++++ Exercise inputs ++++

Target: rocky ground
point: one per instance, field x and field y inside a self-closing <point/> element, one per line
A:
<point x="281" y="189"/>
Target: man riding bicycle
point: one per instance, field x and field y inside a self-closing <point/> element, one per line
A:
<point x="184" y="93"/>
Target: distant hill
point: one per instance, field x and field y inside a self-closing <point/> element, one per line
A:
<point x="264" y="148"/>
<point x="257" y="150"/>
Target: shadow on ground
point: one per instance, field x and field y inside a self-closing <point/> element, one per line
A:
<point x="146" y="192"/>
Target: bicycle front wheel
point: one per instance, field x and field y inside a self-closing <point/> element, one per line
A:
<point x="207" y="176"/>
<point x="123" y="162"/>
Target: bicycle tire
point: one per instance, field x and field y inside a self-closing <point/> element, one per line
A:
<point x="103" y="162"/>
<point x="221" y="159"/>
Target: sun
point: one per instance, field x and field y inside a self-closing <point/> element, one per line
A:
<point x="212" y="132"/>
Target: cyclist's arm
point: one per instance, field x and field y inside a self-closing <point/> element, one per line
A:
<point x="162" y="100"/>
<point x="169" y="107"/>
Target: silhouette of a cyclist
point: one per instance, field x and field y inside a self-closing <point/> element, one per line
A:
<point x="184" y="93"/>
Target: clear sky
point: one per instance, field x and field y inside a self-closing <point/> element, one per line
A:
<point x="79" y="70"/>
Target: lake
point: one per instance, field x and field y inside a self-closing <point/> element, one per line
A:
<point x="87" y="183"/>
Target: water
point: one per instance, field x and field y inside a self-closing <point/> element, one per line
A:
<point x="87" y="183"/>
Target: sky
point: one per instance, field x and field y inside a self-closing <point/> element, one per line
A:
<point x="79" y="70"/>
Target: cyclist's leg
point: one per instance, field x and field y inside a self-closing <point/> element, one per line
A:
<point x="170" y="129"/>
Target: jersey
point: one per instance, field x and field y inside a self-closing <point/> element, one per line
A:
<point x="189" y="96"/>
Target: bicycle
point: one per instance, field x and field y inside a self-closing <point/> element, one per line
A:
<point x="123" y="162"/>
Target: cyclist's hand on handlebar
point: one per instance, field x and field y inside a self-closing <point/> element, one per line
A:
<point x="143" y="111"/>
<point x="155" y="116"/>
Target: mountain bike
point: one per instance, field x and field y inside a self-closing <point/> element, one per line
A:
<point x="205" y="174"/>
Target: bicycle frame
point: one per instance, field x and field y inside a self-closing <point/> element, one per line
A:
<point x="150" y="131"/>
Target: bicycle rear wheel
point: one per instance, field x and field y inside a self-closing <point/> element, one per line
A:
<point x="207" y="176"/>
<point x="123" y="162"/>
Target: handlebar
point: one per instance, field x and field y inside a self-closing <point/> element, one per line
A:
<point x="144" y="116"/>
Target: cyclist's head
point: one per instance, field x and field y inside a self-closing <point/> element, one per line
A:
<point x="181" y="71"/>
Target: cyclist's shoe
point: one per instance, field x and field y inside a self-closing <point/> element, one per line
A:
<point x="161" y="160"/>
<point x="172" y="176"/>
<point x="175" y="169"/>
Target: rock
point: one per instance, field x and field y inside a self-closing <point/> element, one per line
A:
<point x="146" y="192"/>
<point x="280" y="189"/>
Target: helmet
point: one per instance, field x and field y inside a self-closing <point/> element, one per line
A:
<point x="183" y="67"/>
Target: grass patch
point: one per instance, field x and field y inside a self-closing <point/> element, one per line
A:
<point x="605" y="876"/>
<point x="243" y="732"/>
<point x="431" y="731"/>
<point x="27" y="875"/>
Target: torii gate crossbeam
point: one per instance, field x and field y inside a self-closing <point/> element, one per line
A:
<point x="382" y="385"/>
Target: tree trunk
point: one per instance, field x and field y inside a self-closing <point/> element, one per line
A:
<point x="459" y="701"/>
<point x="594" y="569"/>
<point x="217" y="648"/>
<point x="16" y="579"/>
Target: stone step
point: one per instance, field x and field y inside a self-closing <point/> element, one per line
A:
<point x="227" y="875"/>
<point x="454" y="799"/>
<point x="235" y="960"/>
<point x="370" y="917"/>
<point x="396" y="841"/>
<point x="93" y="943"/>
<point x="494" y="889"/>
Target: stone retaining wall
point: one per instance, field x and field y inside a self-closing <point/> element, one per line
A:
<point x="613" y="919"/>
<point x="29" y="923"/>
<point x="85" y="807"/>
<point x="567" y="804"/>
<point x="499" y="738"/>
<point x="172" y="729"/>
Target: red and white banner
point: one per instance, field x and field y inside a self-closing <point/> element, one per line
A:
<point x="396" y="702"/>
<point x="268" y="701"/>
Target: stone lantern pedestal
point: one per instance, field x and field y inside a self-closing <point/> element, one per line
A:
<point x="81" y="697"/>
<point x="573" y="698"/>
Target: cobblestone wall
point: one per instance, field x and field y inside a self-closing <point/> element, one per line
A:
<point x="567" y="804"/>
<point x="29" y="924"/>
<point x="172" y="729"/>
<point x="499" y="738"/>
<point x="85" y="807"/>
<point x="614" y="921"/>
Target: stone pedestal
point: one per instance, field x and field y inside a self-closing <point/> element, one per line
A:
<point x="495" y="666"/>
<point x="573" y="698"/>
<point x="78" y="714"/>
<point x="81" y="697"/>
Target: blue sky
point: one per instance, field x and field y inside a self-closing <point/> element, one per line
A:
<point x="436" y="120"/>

++++

Repeat back the data above, exact to the last character.

* **Solution**:
Target: rocky ground
point: one per instance, field x and field y inside a self-closing <point/> element, one per line
A:
<point x="281" y="189"/>
Target: man riding bicycle
point: one per instance, field x and field y inside a self-closing <point/> element, one per line
A:
<point x="184" y="93"/>
Target: distant hill
point: one per instance, field x and field y inside a self-closing <point/> element, one per line
A:
<point x="264" y="148"/>
<point x="257" y="150"/>
Target: shadow on ground
point: one per instance, field x and field y inside a self-closing <point/> element, one per line
A:
<point x="146" y="192"/>
Target: bicycle front wheel
point: one per instance, field x and field y inside a self-closing <point/> element, one per line
A:
<point x="207" y="176"/>
<point x="123" y="162"/>
Target: bicycle tire
point: one per instance, field x and field y inside a self-closing <point/> element, one per line
A:
<point x="103" y="162"/>
<point x="221" y="159"/>
Target: sun
point: one per instance, field x and field y inside a self-closing <point/> element, one per line
A:
<point x="212" y="132"/>
Target: cyclist's arm
point: one per instance, field x and field y inside a self-closing <point/> element, one per line
A:
<point x="162" y="100"/>
<point x="169" y="107"/>
Target: silhouette of a cyclist
point: one per instance, field x and field y inside a self-closing <point/> element, one per line
A:
<point x="184" y="93"/>
Target: clear sky
point: one per instance, field x and field y inside a self-closing <point/> element, one per line
A:
<point x="79" y="70"/>
Target: lake
point: one per instance, field x and field y inside a self-closing <point/> element, one per line
A:
<point x="87" y="183"/>
Target: water
point: one per instance, field x and field y inside a self-closing <point/> element, one per line
A:
<point x="87" y="183"/>
Target: sky
point: one per instance, field x and field y inside a self-closing <point/> element, one per line
A:
<point x="79" y="70"/>
Target: cyclist's leg
point: one per instance, field x and field y inside a self-closing <point/> element, one per line
A:
<point x="170" y="129"/>
Target: jersey
point: one per instance, field x and field y inside a self-closing <point/> element, one per line
A:
<point x="189" y="96"/>
Target: bicycle
point: one per instance, field x and field y inside a self-closing <point/> element, one per line
A:
<point x="123" y="162"/>
Target: cyclist's hand on handlebar
point: one per instance, field x and field y inside a self-closing <point/> element, one per line
A:
<point x="143" y="111"/>
<point x="155" y="116"/>
Target: mountain bike
point: one per instance, field x and field y inside a self-closing <point/> element, one per line
A:
<point x="205" y="174"/>
Target: bicycle frame
point: one per instance, field x and field y inside a self-closing <point/> element, one per line
A:
<point x="150" y="131"/>
Target: bicycle rear wheel
point: one per instance, field x and field y inside a self-closing <point/> element, one per line
A:
<point x="207" y="176"/>
<point x="123" y="162"/>
Target: handlebar
point: one per instance, field x and field y inside a self-closing <point/> element, one per line
A:
<point x="144" y="116"/>
Target: cyclist's head
point: one per instance, field x and field y inside a self-closing <point/> element, one per line
A:
<point x="181" y="71"/>
Target: cyclist's shoe
point: one per instance, field x and field y inside a self-closing <point/> element, one per line
A:
<point x="161" y="160"/>
<point x="172" y="176"/>
<point x="175" y="169"/>
Target: rock
point: one per instance, field x and field y inside a self-closing <point/> element, one per line
A:
<point x="146" y="192"/>
<point x="280" y="189"/>
Target: helmet
point: one per instance, field x and field y inside a self-closing <point/> element, one per line
A:
<point x="183" y="67"/>
Target: grass patch
point: one per instance, field x and field y inside a self-closing <point/> element, one per line
A:
<point x="605" y="876"/>
<point x="243" y="732"/>
<point x="431" y="731"/>
<point x="27" y="875"/>
Target: torii gate crossbeam
point: one per instance, field x and field y inside a self-closing <point/> element, one per line
A:
<point x="382" y="385"/>
Target: tree trunk
point: one per instance, field x and field y inside a self-closing <point/> element, one per line
A:
<point x="459" y="701"/>
<point x="594" y="569"/>
<point x="217" y="648"/>
<point x="16" y="579"/>
Target: stone step
point: one per instance, field x and field y inside a self-closing <point/> element, one per line
A:
<point x="227" y="875"/>
<point x="454" y="799"/>
<point x="235" y="960"/>
<point x="370" y="917"/>
<point x="396" y="841"/>
<point x="93" y="943"/>
<point x="494" y="889"/>
Target: stone retaining wall
point: one per instance, field x and field y inside a self-closing <point/> element, one per line
A:
<point x="613" y="919"/>
<point x="29" y="923"/>
<point x="85" y="807"/>
<point x="567" y="804"/>
<point x="499" y="738"/>
<point x="172" y="729"/>
Target: red and white banner
point: one per instance, field x and field y inside a self-closing <point/> element, one per line
A:
<point x="396" y="702"/>
<point x="268" y="701"/>
Target: stone lantern pedestal
point: one per instance, field x and field y inside a self-closing <point/> element, one per line
A:
<point x="81" y="697"/>
<point x="573" y="698"/>
Target: cobblestone wall
point: one per instance, field x and field y inside a self-closing <point/> element, one per line
A:
<point x="567" y="804"/>
<point x="29" y="924"/>
<point x="172" y="729"/>
<point x="499" y="738"/>
<point x="85" y="807"/>
<point x="614" y="921"/>
Target: stone pedestal
point: one per instance, field x and field y inside a self-closing <point/> element, one per line
A:
<point x="495" y="666"/>
<point x="573" y="698"/>
<point x="78" y="714"/>
<point x="81" y="697"/>
Target: blue sky
point: one per instance, field x and field y inside a self-closing <point/> element, one per line
A:
<point x="436" y="120"/>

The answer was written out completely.